本文抜粋:
• • • • •

特急「いなほ」
1969年10月1日の国鉄ダイヤ改正で上野駅~秋田駅間を高崎線・上越線・信越本線・羽越本線を経由する気動車特急(キハ80系使用)として運行されたのが始まり。当初の目的は、特急「とき」「つばさ」の補完であった。
1972年の羽越本線全線電化で使用車両が485系電車に置き換えられ、同時に青森駅発着の列車も設定された。また、電化によって上野駅~秋田駅の所要時間は約7時間30分に短縮され、「「つばさ」で行くより速くなりました」と広告された(「つばさ」の所要時間は約7時間50分)。以降は特急「たざわ」が運転開始するまでは首都圏~秋田のメインルートでもあった。
1982年の上越新幹線開業以降は、1往復を除き新潟~秋田・青森間の運行に短縮され、新潟駅で同新幹線に接続する列車となった。
この際、残された上野駅発着の1往復は「鳥海」(3代目)と名を変え、新幹線が上野駅に延伸される1985年まで運転された。また、「鳥海」の廃止と同時に酒田駅発着の列車も誕生している。
2001年の特急「白鳥」廃止後、上記の区間においてその任を引き継ぎ、また特急「雷鳥」の新潟駅発着列車廃止に伴い、青森駅発着の「いなほ」がJR在来線で最長の定期昼行特急列車(458.8km)となった。
しかし、2010年の東北新幹線全線開業に伴うダイヤ改正で秋田駅~青森駅間が「つがる」に分離され、その座を特急「しなの(大阪~長野)」に譲った(その後2016年のダイヤ改正で「しなの」は全て名古屋発着になり、現在の最長昼行列車は「にちりんシーガイア」(博多~ 宮崎空港:営業キロ:411.5km)になっている)。
かつては秋田まで行く列車がメインだったが、1997年の秋田新幹線開業後は酒田以南のいわゆる庄内地方での利用が主となり、それ以降は新潟~酒田間の運行が4往復、新潟~秋田間が3往復の設定となっていた。
新潟駅の在来線高架化事業の進捗により、2018年のダイヤ改正で上越新幹線との同一ホーム対面乗り換えが実現。ホーム上での乗り換え改札はあるものの、これまでの新幹線から在来線へのホーム移動が無くなり、乗り換え時の移動負担が大幅に改善された。

• • • • •

抽出データ:

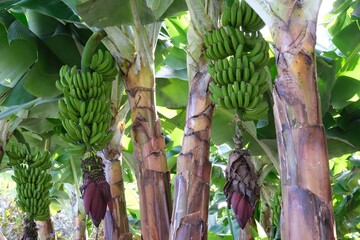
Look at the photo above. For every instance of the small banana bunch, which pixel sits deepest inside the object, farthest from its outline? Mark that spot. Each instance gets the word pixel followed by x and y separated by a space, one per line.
pixel 242 15
pixel 33 180
pixel 85 109
pixel 104 64
pixel 237 55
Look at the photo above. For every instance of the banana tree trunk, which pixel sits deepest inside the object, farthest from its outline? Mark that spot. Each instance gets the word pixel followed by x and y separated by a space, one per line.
pixel 193 166
pixel 307 208
pixel 149 149
pixel 192 183
pixel 153 176
pixel 45 229
pixel 116 222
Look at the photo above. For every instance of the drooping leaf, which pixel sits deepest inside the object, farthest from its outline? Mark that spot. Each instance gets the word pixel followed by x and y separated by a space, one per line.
pixel 177 28
pixel 16 59
pixel 326 73
pixel 171 93
pixel 106 13
pixel 53 8
pixel 345 91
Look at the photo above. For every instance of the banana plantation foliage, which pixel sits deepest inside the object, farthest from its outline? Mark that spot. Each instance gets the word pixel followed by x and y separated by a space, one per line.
pixel 169 119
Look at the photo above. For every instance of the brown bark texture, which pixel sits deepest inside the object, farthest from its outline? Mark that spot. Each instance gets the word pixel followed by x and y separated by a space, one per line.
pixel 45 229
pixel 152 172
pixel 79 226
pixel 193 167
pixel 116 222
pixel 307 209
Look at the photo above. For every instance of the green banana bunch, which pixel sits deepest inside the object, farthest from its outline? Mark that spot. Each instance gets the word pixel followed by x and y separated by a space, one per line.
pixel 33 180
pixel 241 15
pixel 237 54
pixel 104 64
pixel 85 110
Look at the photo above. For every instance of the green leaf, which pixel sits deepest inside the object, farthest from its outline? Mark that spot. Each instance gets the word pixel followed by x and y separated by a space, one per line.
pixel 28 105
pixel 40 84
pixel 113 13
pixel 118 12
pixel 176 59
pixel 16 59
pixel 348 39
pixel 177 29
pixel 337 147
pixel 171 93
pixel 36 125
pixel 345 91
pixel 18 95
pixel 326 72
pixel 158 7
pixel 53 8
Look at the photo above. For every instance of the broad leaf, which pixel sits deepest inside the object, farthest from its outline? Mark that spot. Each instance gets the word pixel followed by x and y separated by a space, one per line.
pixel 118 12
pixel 345 91
pixel 16 58
pixel 171 93
pixel 326 73
pixel 53 8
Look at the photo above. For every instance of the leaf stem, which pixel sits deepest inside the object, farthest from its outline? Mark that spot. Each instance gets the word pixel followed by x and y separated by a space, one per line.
pixel 230 223
pixel 90 48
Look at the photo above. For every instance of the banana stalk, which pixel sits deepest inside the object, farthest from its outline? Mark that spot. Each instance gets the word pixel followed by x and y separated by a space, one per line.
pixel 79 222
pixel 152 173
pixel 45 229
pixel 301 137
pixel 191 193
pixel 116 222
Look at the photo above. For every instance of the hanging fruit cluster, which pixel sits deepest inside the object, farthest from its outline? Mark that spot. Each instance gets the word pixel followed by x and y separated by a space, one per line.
pixel 85 110
pixel 237 58
pixel 86 117
pixel 237 54
pixel 33 181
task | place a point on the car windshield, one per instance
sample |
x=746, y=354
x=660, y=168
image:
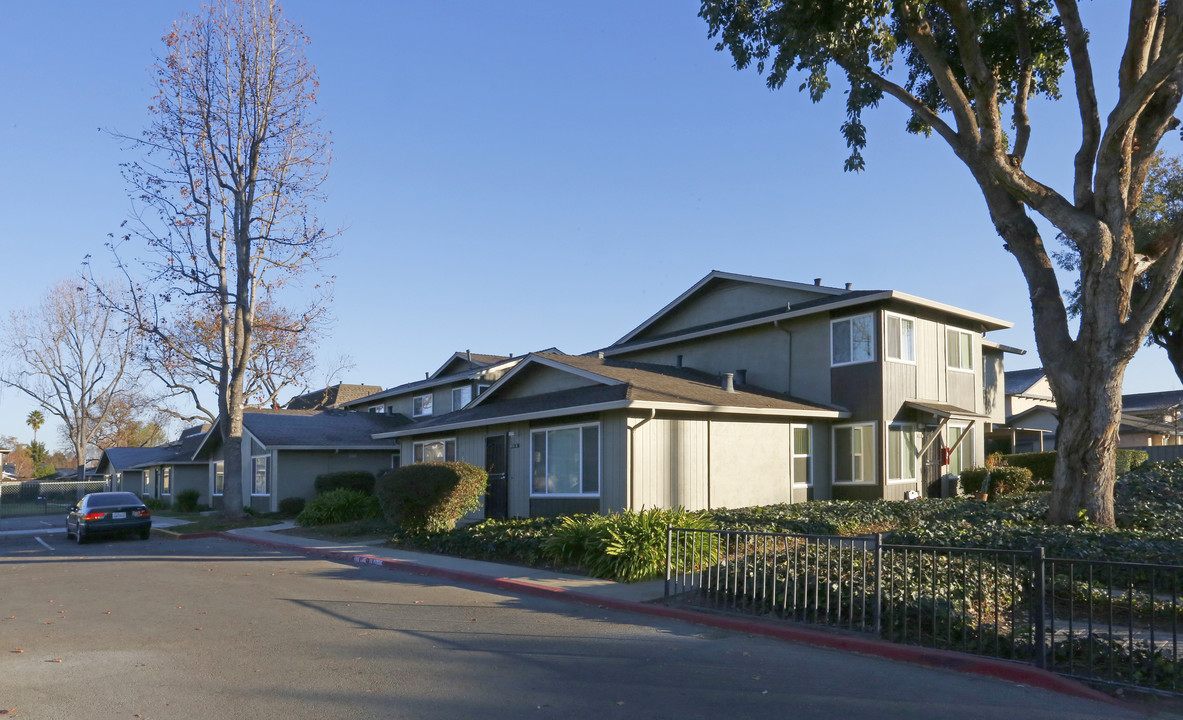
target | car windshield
x=111, y=500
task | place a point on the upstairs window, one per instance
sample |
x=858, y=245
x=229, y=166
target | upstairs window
x=421, y=406
x=852, y=341
x=900, y=338
x=960, y=349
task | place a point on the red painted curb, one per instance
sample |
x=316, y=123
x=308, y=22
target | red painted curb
x=957, y=662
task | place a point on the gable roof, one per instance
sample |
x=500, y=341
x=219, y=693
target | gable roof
x=325, y=428
x=713, y=277
x=330, y=397
x=432, y=381
x=1142, y=402
x=842, y=299
x=619, y=384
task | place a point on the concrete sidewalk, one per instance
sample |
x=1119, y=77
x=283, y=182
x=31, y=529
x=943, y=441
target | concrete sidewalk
x=645, y=598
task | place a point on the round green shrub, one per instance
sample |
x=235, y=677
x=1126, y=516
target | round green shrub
x=336, y=506
x=359, y=480
x=431, y=497
x=291, y=506
x=186, y=500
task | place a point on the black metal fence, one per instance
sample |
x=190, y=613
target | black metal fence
x=44, y=497
x=1098, y=621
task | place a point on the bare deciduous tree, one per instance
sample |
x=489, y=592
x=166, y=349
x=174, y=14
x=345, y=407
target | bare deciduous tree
x=72, y=354
x=233, y=161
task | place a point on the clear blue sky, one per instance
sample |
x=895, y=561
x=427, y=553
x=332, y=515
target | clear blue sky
x=517, y=175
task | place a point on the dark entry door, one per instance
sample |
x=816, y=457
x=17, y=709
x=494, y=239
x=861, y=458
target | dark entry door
x=497, y=503
x=930, y=478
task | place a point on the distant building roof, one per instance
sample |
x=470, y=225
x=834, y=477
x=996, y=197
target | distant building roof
x=1020, y=381
x=330, y=397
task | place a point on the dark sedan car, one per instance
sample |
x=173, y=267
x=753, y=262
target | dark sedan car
x=108, y=513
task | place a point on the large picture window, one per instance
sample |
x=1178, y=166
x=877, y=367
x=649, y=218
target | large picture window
x=900, y=338
x=421, y=406
x=566, y=461
x=903, y=449
x=852, y=341
x=434, y=451
x=960, y=349
x=262, y=477
x=854, y=453
x=802, y=454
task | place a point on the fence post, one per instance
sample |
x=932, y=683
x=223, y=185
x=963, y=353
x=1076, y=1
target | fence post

• • • • •

作業指示: 本文のうち、「しかし、2010年の東北新幹」を含む語句で始まり「1.5km)になっている)。」で終わる箇所を、一字一句変えずに出力せよ。 解答には本文に書かれている内容だけを用いること。

解答例:
しかし、2010年の東北新幹線全線開業に伴うダイヤ改正で秋田駅~青森駅間が「つがる」に分離され、その座を特急「しなの(大阪~長野)」に譲った(その後2016年のダイヤ改正で「しなの」は全て名古屋発着になり、現在の最長昼行列車は「にちりんシーガイア」(博多~ 宮崎空港:営業キロ:411.5km)になっている)。